→ **DATA SHOWN**:
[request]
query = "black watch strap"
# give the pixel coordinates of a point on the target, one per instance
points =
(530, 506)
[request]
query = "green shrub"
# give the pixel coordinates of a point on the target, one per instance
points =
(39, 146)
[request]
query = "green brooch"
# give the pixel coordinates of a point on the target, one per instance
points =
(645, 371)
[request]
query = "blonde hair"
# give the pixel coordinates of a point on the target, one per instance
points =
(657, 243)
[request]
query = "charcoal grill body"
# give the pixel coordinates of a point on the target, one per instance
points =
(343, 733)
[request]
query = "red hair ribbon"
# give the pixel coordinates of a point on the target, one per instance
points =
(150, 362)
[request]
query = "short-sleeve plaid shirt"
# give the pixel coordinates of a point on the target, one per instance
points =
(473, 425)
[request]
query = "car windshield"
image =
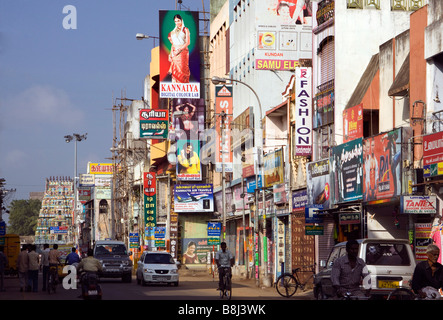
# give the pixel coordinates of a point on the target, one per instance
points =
(156, 258)
(111, 249)
(387, 254)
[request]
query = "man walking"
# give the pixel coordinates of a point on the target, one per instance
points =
(45, 265)
(3, 266)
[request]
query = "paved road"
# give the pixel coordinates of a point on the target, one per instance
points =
(197, 286)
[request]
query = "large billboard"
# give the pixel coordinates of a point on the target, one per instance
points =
(179, 54)
(433, 154)
(193, 198)
(346, 171)
(353, 123)
(303, 111)
(188, 160)
(283, 34)
(318, 183)
(223, 105)
(382, 166)
(273, 166)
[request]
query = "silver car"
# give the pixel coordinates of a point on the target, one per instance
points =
(157, 267)
(391, 264)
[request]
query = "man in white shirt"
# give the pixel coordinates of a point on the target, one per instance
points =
(45, 265)
(223, 258)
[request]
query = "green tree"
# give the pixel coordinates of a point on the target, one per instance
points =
(23, 215)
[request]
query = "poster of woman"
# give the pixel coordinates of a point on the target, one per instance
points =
(179, 55)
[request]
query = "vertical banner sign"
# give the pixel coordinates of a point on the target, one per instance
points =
(347, 171)
(150, 200)
(433, 155)
(318, 182)
(223, 103)
(179, 54)
(154, 123)
(303, 111)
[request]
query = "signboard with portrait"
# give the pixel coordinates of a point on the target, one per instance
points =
(353, 123)
(346, 171)
(273, 166)
(382, 166)
(193, 198)
(179, 54)
(154, 123)
(188, 160)
(283, 34)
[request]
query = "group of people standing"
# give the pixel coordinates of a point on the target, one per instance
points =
(29, 263)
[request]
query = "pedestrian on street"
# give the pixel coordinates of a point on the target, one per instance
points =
(34, 266)
(3, 265)
(45, 265)
(23, 267)
(72, 257)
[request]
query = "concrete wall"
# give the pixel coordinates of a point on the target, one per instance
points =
(358, 35)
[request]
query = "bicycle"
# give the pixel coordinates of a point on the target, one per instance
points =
(288, 283)
(226, 289)
(52, 279)
(403, 293)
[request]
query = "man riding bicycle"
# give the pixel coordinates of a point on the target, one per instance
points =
(224, 259)
(54, 256)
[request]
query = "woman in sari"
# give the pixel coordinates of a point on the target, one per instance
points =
(179, 56)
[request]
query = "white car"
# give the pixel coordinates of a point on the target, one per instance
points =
(157, 267)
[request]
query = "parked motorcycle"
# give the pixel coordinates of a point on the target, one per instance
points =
(91, 288)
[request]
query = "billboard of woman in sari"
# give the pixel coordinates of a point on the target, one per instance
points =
(179, 55)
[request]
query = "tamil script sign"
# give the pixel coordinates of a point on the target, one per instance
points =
(154, 123)
(419, 204)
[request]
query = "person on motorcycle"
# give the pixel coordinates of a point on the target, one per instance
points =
(428, 275)
(223, 258)
(72, 258)
(349, 271)
(90, 264)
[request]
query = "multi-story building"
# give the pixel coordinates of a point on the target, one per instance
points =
(54, 223)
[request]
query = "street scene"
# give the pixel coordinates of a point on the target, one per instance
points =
(261, 151)
(193, 287)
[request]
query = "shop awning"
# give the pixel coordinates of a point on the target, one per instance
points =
(400, 86)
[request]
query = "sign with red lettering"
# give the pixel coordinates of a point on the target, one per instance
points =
(419, 204)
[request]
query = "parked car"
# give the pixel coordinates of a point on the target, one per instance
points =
(114, 258)
(157, 267)
(390, 262)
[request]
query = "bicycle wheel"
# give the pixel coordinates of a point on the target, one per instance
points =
(228, 288)
(286, 285)
(50, 282)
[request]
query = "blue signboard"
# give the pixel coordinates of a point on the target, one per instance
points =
(250, 184)
(214, 229)
(311, 215)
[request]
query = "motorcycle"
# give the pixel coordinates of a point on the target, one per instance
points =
(91, 288)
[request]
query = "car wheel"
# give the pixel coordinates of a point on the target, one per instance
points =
(320, 294)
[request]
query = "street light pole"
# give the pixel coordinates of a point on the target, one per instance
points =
(217, 80)
(68, 138)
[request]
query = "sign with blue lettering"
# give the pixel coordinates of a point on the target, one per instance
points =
(311, 215)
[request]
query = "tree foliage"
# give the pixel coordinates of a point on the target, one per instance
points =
(23, 215)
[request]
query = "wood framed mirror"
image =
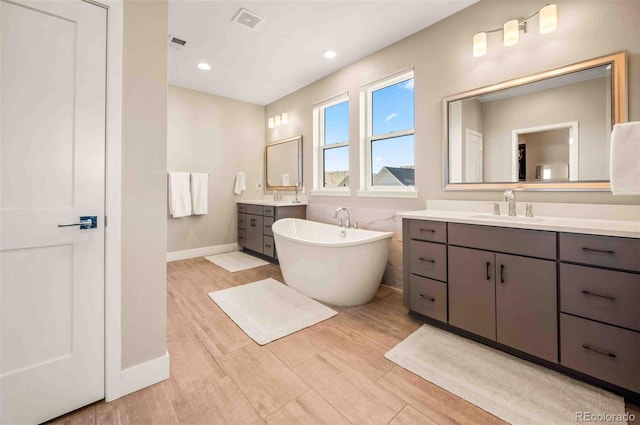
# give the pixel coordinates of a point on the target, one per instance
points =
(547, 131)
(283, 164)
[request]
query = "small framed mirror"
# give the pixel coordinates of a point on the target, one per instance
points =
(283, 164)
(548, 131)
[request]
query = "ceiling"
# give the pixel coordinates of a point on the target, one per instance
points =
(284, 52)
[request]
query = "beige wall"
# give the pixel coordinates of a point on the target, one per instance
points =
(144, 157)
(218, 136)
(444, 65)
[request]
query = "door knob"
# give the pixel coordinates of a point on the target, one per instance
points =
(86, 222)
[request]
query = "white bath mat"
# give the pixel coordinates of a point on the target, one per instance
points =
(510, 388)
(236, 261)
(268, 310)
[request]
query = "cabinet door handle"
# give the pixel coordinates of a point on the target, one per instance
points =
(596, 350)
(593, 294)
(601, 251)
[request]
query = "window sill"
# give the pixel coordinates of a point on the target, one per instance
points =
(334, 192)
(382, 193)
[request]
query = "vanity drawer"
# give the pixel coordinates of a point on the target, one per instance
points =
(268, 211)
(428, 259)
(603, 351)
(242, 220)
(428, 297)
(269, 247)
(531, 243)
(268, 222)
(254, 209)
(434, 231)
(604, 295)
(607, 251)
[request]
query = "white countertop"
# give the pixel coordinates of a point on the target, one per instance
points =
(268, 203)
(628, 227)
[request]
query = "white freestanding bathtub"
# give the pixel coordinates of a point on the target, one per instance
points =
(319, 262)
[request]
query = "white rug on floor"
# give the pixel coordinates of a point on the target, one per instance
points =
(236, 261)
(268, 310)
(510, 388)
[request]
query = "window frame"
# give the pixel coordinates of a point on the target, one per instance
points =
(319, 147)
(367, 189)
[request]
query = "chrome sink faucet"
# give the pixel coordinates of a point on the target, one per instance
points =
(510, 196)
(347, 222)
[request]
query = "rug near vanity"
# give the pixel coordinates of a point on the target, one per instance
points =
(512, 389)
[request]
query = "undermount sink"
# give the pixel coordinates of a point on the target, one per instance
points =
(509, 219)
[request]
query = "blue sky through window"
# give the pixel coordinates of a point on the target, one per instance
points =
(393, 108)
(336, 123)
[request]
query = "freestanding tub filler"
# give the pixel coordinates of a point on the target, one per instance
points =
(338, 266)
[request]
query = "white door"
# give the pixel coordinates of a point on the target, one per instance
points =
(473, 160)
(52, 167)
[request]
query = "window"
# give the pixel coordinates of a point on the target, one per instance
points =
(331, 145)
(388, 137)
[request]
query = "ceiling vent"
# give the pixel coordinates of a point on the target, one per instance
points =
(247, 18)
(176, 43)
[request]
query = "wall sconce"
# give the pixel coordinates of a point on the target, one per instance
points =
(511, 29)
(278, 120)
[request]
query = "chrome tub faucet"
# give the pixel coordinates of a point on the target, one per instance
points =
(510, 196)
(347, 222)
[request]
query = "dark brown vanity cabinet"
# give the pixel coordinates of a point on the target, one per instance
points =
(600, 318)
(427, 271)
(507, 298)
(568, 298)
(254, 225)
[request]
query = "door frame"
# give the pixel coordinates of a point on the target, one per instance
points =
(113, 200)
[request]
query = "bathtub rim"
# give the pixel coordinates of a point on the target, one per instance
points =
(375, 235)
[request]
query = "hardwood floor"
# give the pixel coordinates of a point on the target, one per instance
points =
(332, 373)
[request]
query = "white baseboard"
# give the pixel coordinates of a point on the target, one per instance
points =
(144, 374)
(201, 252)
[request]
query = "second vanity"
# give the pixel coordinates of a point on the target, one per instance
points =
(557, 291)
(255, 219)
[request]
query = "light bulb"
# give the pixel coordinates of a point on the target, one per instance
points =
(511, 32)
(548, 18)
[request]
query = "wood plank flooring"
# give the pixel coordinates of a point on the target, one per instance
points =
(333, 373)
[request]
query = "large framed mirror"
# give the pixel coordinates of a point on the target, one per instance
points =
(548, 131)
(283, 164)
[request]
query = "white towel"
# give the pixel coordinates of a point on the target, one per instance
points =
(179, 195)
(624, 168)
(199, 192)
(240, 183)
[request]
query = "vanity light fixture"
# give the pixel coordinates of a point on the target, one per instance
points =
(278, 120)
(511, 29)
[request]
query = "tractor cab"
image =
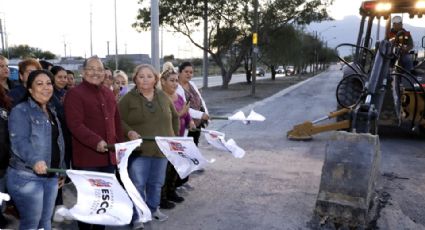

→ **WHAT THE TASK ASKS**: Select every line in the records that contains the string "white", treating uppercase and lowercase as distinct.

→ **IN RESPONSE**:
query = "man in white shirt"
query = "white car"
query = "white bath mat"
query = "white countertop"
query = "white freestanding bathtub"
query = "white rug on floor"
query = "white door"
query = "white baseboard"
query = "white towel"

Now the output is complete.